● Aim of the exercise
Put every line of the records below into a Markdown table with the columns Row and Text, numbering each row and skipping blank lines. Leave the pictures out of the table.

● Data for this exercise
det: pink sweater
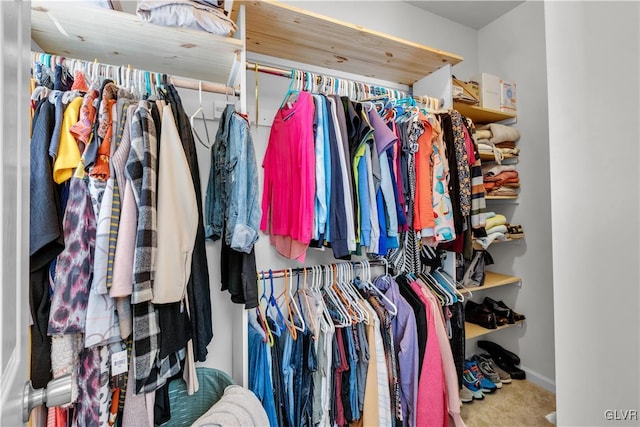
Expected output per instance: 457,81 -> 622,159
260,92 -> 315,262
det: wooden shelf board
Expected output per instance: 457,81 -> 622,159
464,322 -> 518,340
232,0 -> 463,85
485,196 -> 518,200
461,271 -> 522,293
473,237 -> 522,251
480,151 -> 519,162
31,0 -> 242,84
453,101 -> 517,124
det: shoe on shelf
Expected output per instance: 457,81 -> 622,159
478,340 -> 520,366
497,301 -> 526,322
464,359 -> 498,393
462,367 -> 484,400
493,358 -> 527,380
473,355 -> 502,388
475,354 -> 511,385
482,297 -> 516,326
464,300 -> 498,329
506,224 -> 524,240
460,385 -> 473,403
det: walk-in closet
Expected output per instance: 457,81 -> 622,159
0,0 -> 640,427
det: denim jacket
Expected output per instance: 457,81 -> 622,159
205,104 -> 262,253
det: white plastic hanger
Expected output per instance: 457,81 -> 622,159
361,260 -> 398,316
189,80 -> 211,150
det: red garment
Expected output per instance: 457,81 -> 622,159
260,92 -> 316,262
411,282 -> 449,427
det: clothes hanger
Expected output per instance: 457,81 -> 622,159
263,270 -> 286,336
323,265 -> 351,328
338,263 -> 365,323
311,265 -> 336,333
189,80 -> 212,150
287,269 -> 307,333
360,260 -> 398,316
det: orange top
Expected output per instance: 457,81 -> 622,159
413,113 -> 436,234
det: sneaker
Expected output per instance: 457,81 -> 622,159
460,385 -> 473,403
473,355 -> 502,388
476,354 -> 511,384
462,366 -> 484,400
464,360 -> 498,393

● Answer to the exercise
| Row | Text |
|---|---|
| 1 | det: pink sweater |
| 2 | Expected output per instance: 457,81 -> 622,159 |
| 3 | 260,92 -> 315,262 |
| 4 | det: wooden shelf board |
| 5 | Expected output per instance: 457,81 -> 622,159 |
| 6 | 464,322 -> 518,340 |
| 7 | 232,0 -> 463,85 |
| 8 | 485,196 -> 518,200 |
| 9 | 461,271 -> 522,293 |
| 10 | 473,237 -> 522,251 |
| 11 | 480,151 -> 519,162 |
| 12 | 31,0 -> 242,84 |
| 13 | 453,101 -> 517,124 |
| 14 | det: shoe on shelf |
| 15 | Expected output per instance: 457,81 -> 622,159 |
| 16 | 478,340 -> 520,366 |
| 17 | 497,301 -> 526,322 |
| 18 | 464,359 -> 498,393 |
| 19 | 462,367 -> 484,400 |
| 20 | 493,358 -> 527,380 |
| 21 | 473,355 -> 502,388 |
| 22 | 475,354 -> 511,385 |
| 23 | 482,297 -> 516,326 |
| 24 | 464,300 -> 498,329 |
| 25 | 506,224 -> 524,240 |
| 26 | 460,385 -> 473,403 |
| 27 | det: walk-in closet |
| 28 | Expected output per instance: 457,81 -> 622,159 |
| 29 | 0,0 -> 640,427 |
| 30 | det: denim jacket |
| 31 | Expected output per instance: 457,81 -> 622,159 |
| 32 | 205,104 -> 262,253 |
| 33 | det: white plastic hanger |
| 34 | Expected output per instance: 457,81 -> 622,159 |
| 35 | 361,260 -> 398,316 |
| 36 | 189,80 -> 211,150 |
| 37 | det: red garment |
| 38 | Expected output per instance: 457,81 -> 622,159 |
| 39 | 260,92 -> 316,262 |
| 40 | 411,282 -> 449,427 |
| 41 | det: clothes hanger |
| 42 | Expected output per instance: 457,81 -> 622,159 |
| 43 | 263,270 -> 286,336 |
| 44 | 323,265 -> 351,328 |
| 45 | 338,263 -> 365,323 |
| 46 | 311,265 -> 336,333 |
| 47 | 189,80 -> 212,150 |
| 48 | 287,269 -> 307,333 |
| 49 | 360,260 -> 398,316 |
| 50 | det: orange top |
| 51 | Expected output per instance: 457,81 -> 622,159 |
| 52 | 413,113 -> 436,234 |
| 53 | det: sneaker |
| 54 | Expected output per instance: 457,81 -> 622,159 |
| 55 | 460,385 -> 473,403 |
| 56 | 473,355 -> 502,388 |
| 57 | 476,354 -> 511,384 |
| 58 | 462,366 -> 484,400 |
| 59 | 464,360 -> 498,393 |